* EXERCISE DIRECTIONS *
Write the records below out again exactly as given, with no images.

-*-*-

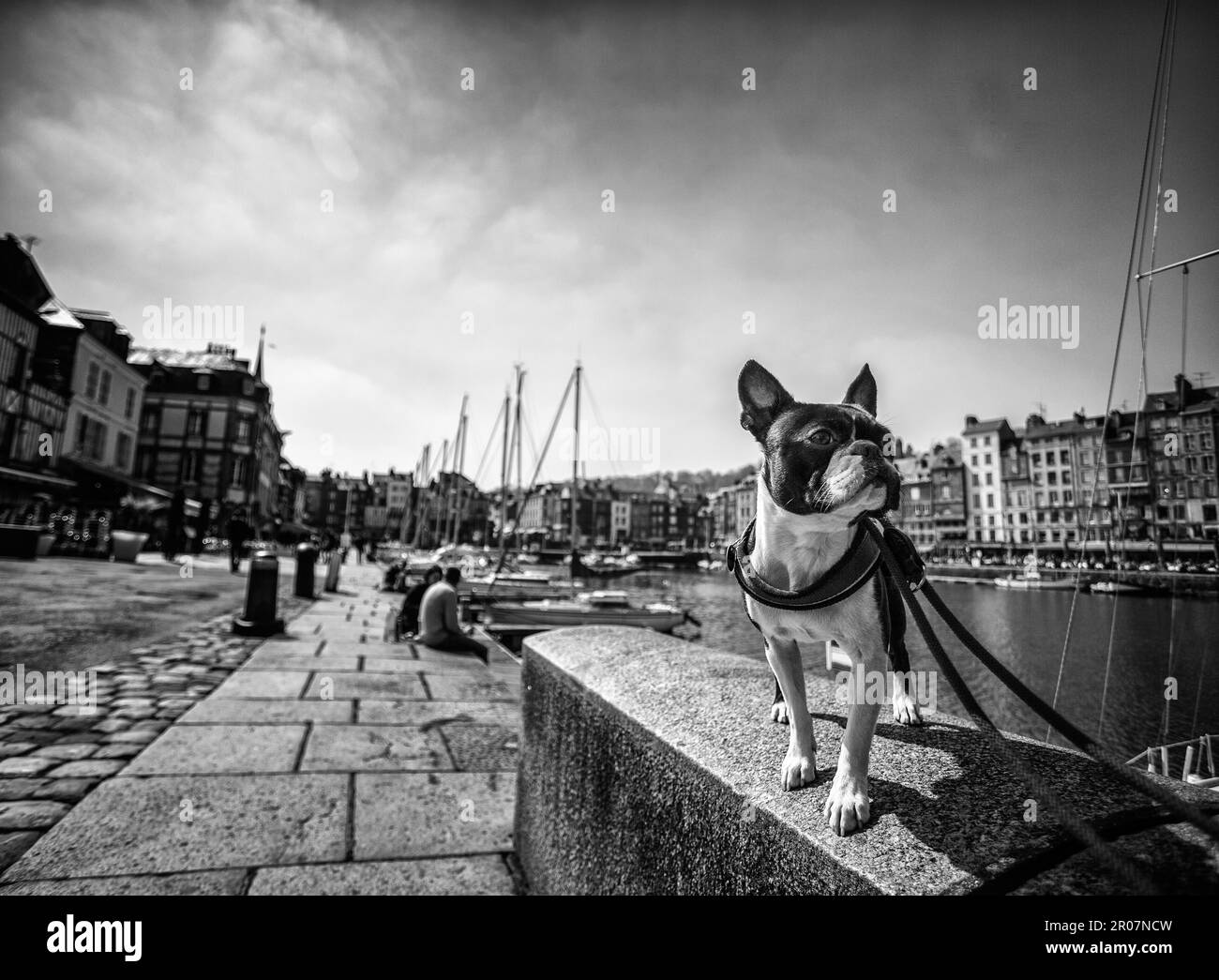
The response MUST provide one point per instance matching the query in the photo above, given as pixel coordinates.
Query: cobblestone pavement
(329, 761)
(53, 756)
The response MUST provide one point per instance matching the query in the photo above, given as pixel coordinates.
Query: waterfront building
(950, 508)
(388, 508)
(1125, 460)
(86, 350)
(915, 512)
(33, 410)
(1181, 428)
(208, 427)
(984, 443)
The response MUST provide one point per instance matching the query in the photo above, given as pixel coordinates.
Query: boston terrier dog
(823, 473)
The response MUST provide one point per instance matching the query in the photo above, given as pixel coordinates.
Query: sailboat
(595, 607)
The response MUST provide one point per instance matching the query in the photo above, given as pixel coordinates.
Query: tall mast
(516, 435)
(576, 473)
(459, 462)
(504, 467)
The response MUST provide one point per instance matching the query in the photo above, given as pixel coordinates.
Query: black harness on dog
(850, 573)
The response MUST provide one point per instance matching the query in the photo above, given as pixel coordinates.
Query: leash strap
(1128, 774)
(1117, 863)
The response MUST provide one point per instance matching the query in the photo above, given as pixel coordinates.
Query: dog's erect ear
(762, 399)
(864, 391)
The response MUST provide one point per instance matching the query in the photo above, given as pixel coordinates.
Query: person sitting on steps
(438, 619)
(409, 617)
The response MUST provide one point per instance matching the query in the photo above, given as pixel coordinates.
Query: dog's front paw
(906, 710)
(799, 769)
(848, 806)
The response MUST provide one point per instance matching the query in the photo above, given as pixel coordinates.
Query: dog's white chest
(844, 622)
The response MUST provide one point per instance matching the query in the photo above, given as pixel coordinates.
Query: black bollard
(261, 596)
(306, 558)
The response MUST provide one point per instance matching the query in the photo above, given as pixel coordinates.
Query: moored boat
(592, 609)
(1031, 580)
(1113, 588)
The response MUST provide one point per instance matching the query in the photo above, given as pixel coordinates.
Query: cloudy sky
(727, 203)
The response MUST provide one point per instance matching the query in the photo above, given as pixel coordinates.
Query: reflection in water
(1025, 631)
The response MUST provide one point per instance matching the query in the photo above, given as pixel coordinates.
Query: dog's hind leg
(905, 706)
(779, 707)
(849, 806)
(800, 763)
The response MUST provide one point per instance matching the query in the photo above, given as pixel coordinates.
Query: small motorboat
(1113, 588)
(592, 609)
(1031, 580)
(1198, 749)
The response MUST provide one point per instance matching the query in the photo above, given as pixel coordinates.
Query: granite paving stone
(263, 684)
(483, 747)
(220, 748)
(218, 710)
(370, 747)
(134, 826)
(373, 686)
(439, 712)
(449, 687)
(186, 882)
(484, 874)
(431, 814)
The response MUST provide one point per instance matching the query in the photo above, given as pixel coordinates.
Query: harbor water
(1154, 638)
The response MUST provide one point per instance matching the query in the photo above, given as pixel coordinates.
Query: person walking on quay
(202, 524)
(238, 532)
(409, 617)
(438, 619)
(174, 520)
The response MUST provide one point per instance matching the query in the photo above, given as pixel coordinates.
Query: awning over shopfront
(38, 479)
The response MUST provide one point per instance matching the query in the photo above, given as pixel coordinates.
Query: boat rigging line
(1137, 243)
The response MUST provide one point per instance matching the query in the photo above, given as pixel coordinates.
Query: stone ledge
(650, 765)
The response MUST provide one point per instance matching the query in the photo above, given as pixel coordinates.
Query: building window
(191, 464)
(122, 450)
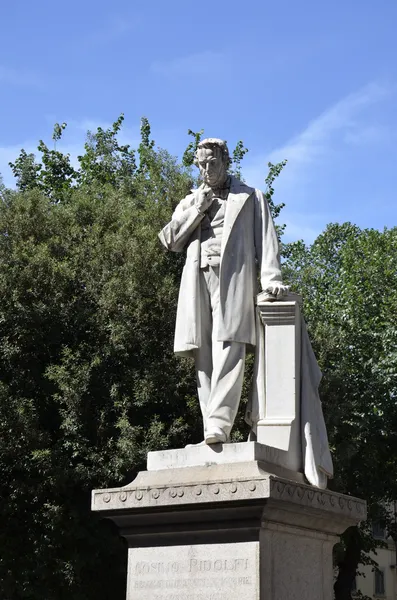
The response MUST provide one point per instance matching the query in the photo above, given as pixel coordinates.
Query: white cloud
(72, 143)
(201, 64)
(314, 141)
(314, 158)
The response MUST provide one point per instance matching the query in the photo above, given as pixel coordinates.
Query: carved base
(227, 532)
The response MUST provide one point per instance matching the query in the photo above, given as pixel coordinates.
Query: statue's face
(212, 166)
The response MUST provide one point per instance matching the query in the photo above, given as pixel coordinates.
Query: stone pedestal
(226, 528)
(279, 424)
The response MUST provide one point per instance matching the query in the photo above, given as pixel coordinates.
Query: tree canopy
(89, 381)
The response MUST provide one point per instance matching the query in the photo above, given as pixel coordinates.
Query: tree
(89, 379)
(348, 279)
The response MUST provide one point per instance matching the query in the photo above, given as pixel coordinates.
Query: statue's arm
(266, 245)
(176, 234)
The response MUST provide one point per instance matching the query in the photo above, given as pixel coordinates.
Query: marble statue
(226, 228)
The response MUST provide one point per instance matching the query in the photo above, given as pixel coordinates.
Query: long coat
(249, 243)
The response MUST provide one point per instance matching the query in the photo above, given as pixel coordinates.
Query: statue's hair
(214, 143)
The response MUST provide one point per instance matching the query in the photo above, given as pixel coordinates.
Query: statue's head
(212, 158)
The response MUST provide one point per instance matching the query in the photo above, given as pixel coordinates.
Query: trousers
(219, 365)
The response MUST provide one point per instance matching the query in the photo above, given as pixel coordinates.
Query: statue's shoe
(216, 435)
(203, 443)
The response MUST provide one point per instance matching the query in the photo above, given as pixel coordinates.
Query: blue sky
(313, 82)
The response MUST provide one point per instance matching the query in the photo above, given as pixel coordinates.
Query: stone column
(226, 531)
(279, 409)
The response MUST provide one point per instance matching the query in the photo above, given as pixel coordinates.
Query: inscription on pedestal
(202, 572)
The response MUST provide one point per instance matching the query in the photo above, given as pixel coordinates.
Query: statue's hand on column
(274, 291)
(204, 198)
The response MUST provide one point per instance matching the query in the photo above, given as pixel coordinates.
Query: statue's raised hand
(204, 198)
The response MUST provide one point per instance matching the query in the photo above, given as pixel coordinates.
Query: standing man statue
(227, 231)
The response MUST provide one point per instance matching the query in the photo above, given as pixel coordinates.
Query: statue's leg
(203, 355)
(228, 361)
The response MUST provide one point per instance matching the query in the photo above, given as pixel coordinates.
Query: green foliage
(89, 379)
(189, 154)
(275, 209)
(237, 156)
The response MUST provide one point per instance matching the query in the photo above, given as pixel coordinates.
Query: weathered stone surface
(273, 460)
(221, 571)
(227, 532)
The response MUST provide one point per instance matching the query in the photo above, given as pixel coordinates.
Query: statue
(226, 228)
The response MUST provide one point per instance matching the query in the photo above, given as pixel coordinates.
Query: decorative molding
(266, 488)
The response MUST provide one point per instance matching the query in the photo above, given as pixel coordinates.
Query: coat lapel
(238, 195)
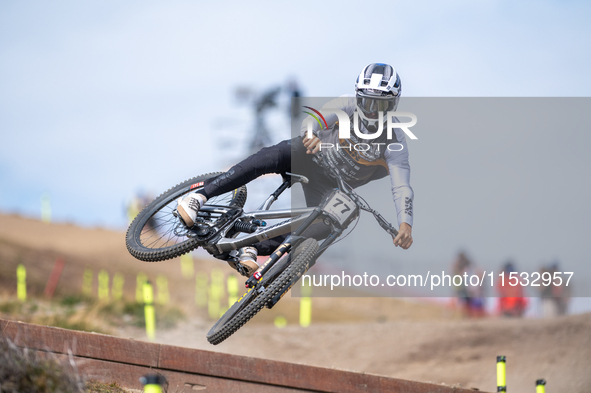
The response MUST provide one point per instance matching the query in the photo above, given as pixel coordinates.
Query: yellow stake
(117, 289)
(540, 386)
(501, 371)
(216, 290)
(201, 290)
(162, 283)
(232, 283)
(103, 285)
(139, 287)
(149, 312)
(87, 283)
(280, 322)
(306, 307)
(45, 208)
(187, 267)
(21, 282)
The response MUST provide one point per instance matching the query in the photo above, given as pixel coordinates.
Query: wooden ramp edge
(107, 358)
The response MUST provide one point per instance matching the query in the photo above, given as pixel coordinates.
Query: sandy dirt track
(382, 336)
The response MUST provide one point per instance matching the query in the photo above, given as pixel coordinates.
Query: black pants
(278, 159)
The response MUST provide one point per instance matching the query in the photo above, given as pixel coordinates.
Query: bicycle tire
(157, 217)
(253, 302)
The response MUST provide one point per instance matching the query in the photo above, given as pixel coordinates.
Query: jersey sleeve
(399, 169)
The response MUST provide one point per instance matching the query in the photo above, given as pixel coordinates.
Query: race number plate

-*-*-

* COMPLETE ANSWER *
The response MUST provide one point per instance matching the query in the photo above, given as pixel coordinates.
Query: cobblestone pavement
(329, 761)
(53, 756)
The response MUST provide one point per instance matching the query in the photo above, given as pixel coordinates.
Query: waterfront building
(950, 508)
(388, 508)
(1125, 460)
(86, 350)
(915, 512)
(33, 410)
(1181, 428)
(208, 427)
(984, 443)
The response MUST provide one point per instance matching the query in the photo above, given as pixel coordinates.
Query: boston terrier dog
(823, 473)
The response MUST provide one point per instance matching the query in the photo above, given as pixel coordinates.
Query: sailboat
(595, 607)
The response MUST provide one point per instance matching the query in the photo above, given as pixel coordinates.
Query: tall mast
(516, 435)
(576, 473)
(459, 462)
(504, 467)
The response MUST provide one point per instance matching the query in the photo above, given as pixel coordinates.
Query: black harness on dog
(850, 573)
The response MUST provide one point per instance matching the query in the photo above, given as pixel coordinates.
Query: leash strap
(1128, 774)
(1117, 863)
The response MUST provide one point per instance matching the query in the photo above, given as pixel coordinates.
Query: dog's erect ear
(762, 399)
(864, 391)
The response MUST provide one point per instance matching the query in the photo above, given as pixel coordinates.
Query: person sitting on steps
(438, 619)
(409, 617)
The response MUST provide one point per instance matching the query in the photo above, given as pixel coordinates.
Query: dog's front paw
(906, 710)
(799, 769)
(848, 806)
The response MUST provide one point per instance matching the query in the photo above, given as pixel coordinates.
Query: dog's white chest
(844, 622)
The response MUST provide one point per instance matching the query in the photo above, given as pixel coordinates.
Query: black bollard
(261, 596)
(306, 558)
The response MUST provide one point per instance matching the query in the photo above, given as pixel coordinates.
Query: moored boat
(592, 609)
(1031, 580)
(1113, 588)
The response MUST provide one point per instance matching the query in the photo above, given as pixel coordinates.
Query: cloudy sky
(727, 203)
The response MUST provide one point per instance matching the query in the photo above, given as pixel coordinates.
Query: reflection in water
(1025, 631)
The response MUST provide one point per instance matching the query in the photo above, given as pixel coordinates.
Query: dog's hind leg
(905, 706)
(779, 707)
(849, 806)
(800, 763)
The response MUST provide one point per instance matching the query in the photo above, given as pixel coordinates.
Query: small motorboat
(1113, 588)
(592, 609)
(1031, 580)
(1198, 749)
The response MUST provide one point per instance matching the query in the photo above, given as pixel coordinates.
Query: granite paving stone
(263, 684)
(483, 747)
(220, 748)
(218, 710)
(370, 747)
(134, 826)
(373, 686)
(439, 712)
(449, 687)
(186, 882)
(484, 874)
(431, 814)
The response MUST provide one point per instance matching the query in the photo above, given as pixel coordinates.
Query: harbor water
(1154, 638)
The response MUST provide one point per instance matching the query in the photo above, given as pixel coordinates.
Query: person walking on quay
(202, 524)
(238, 532)
(409, 617)
(438, 619)
(174, 520)
The response MUST provide one point per instance matching the query in the photo above, given as pixel coordinates.
Query: awning over shopfront
(38, 479)
The response MUST provide one point per instance matching the query in the photo above, given as pixel coordinates.
Query: boat rigging line
(1137, 243)
The response MUST provide one point per instance matching the query in the photo above, given as pixel coordinates.
Query: stone ledge
(650, 765)
The response MUST provide one point per instance matching the query in the photo above, given as pixel coordinates.
Query: building window
(191, 464)
(122, 450)
The response MUST provide one point per instance matching the query in the photo above, given as pixel coordinates.
Query: white cloud
(72, 143)
(201, 64)
(314, 141)
(314, 158)
The response MUST provide one point per instance matching the query in the photo above, given as pixel coordinates.
Query: carved base
(227, 532)
The response MUST provide one point per instance matching the query in the photo above, given as pixel coordinates.
Query: statue's face
(212, 166)
The response MUST provide one point per instance matching the query in the photo above, given as pixel coordinates.
Query: stone pedestal
(226, 528)
(279, 424)
The response MUST provide one point per instance matching the query in the photo above, given as pixel coordinates.
Query: tree canopy
(89, 381)
The response MUST provide one point per instance matching the query in the photo above, given as pixel coordinates.
Query: tree
(89, 379)
(348, 279)
The response MUST provide one point per instance matching the query in the photo above, given as pixel coordinates.
Query: statue's arm
(266, 245)
(176, 234)
The response MUST provide one point per instance matching the query in the photo above, given as pixel coordinates.
Query: marble statue
(226, 228)
The response MUST provide one point per instance matching the query in the photo above, given as pixel coordinates.
Query: long coat
(249, 243)
The response MUST provide one point per instance matching the query in the photo above, given as pixel coordinates.
Query: statue's hair
(214, 143)
The response MUST provide one point per instance matching the query in the photo above, given as pixel coordinates.
Query: statue's head
(212, 158)
The response MUST provide one point per instance matching the query in the photo above, given as pixel coordinates.
Query: trousers
(219, 365)
The response MUST provide one point per instance matching the query in the photo above, given as pixel coordinates.
Query: statue's shoe
(216, 435)
(203, 443)
The response MUST provide one point per instance matching the query in the photo above, given as pixel coordinates.
Query: blue sky
(313, 82)
The response MUST provide one point per instance matching the query in the photo above, given as pixel coordinates.
Query: stone column
(226, 531)
(279, 409)
The response MUST provide one point per instance matching the query in the photo above, given as pixel coordinates.
Query: inscription on pedestal
(202, 572)
The response MUST provide one point per instance matching the query in the photo above, given as pixel coordinates.
Query: statue's hand on column
(274, 291)
(204, 198)
The response MUST provide one point per instance matching the query in the photo above, given as pixel coordinates.
Query: statue's raised hand
(204, 198)
The response MUST provide one point per instance matching the query in the photo above, given as pixel coordinates.
Query: standing man statue
(227, 231)
The response MUST provide one point per instance matching the query in the photo above, given as pixel coordinates.
Query: statue's leg
(203, 355)
(228, 361)
The response MUST provide one point per instance matching the query in the photo above, given as pixel coordinates.
Query: green foliage
(89, 379)
(189, 154)
(275, 209)
(237, 156)
The response MUST provide one point per instance matching the query in the photo above, given as pixel coordinates.
Query: weathered stone surface
(273, 460)
(221, 571)
(227, 532)
The response MUST provide one point per instance matching the query in the photo above, given as pixel coordinates.
Query: statue
(226, 228)
The response MUST provide one point per instance matching the query in the photo above, given as pixel coordinates.
Query: decorative molding
(266, 488)
The response MUST provide one point per instance matching the query in the photo above, given as pixel coordinates.
Query: coat lapel
(238, 195)
The response MUST provide one point per instance matching the query in the photo above, given as pixel coordinates.
Query: yellow stake
(117, 289)
(540, 386)
(501, 371)
(216, 290)
(201, 290)
(162, 283)
(232, 283)
(103, 285)
(139, 287)
(149, 312)
(87, 283)
(280, 322)
(306, 307)
(45, 208)
(187, 267)
(21, 282)
The response MUST provide one point per instance matching the query in the photo above, given as pixel coordinates.
Query: wooden ramp edge
(107, 358)
The response MUST provide one point per instance matching the query in the photo above, given as pixel coordinates.
Query: sandy dirt track
(382, 336)
The response MUST provide one point per instance matching the query in the photo above, given as pixel coordinates.
Query: black pants
(278, 159)
The response MUST provide one point per instance matching the query in the photo above, given as pixel coordinates.
Query: bicycle tire
(157, 217)
(253, 302)
The response MUST provide one point per instance matching the query in the photo above, given as pixel coordinates.
Query: jersey sleeve
(399, 169)
The response MUST provide one point per instance matching the query in the photo above, given as pixel coordinates.
Query: race number plate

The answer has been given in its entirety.